## Task objective
Go to the line containing "As a warehouse robot's perception module, locate snowy" in the records below and retype from there through the final line, exactly.

Entries supplied section start

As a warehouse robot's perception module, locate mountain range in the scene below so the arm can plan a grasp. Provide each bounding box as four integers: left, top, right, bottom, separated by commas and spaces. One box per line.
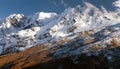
0, 1, 120, 69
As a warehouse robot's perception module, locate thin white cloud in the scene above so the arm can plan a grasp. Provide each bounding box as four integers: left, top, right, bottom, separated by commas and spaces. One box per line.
61, 0, 67, 7
113, 0, 120, 8
76, 2, 120, 24
52, 1, 56, 6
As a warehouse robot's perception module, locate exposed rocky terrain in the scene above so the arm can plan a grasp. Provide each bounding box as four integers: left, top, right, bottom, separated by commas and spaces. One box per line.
0, 23, 120, 69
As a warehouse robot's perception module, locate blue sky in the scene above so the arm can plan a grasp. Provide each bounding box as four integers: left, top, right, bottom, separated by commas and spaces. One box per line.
0, 0, 116, 19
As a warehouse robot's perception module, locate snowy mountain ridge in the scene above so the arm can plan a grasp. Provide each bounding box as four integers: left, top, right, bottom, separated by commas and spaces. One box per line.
0, 1, 120, 54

Entries supplied section end

## Written solution
As a warehouse robot's perception module, locate snowy mountain ridge in the scene above so the arm can plan a grasp. Provide each bounding box as four integers: left, top, right, bottom, separated by commas and spaces. One box per line.
0, 1, 120, 54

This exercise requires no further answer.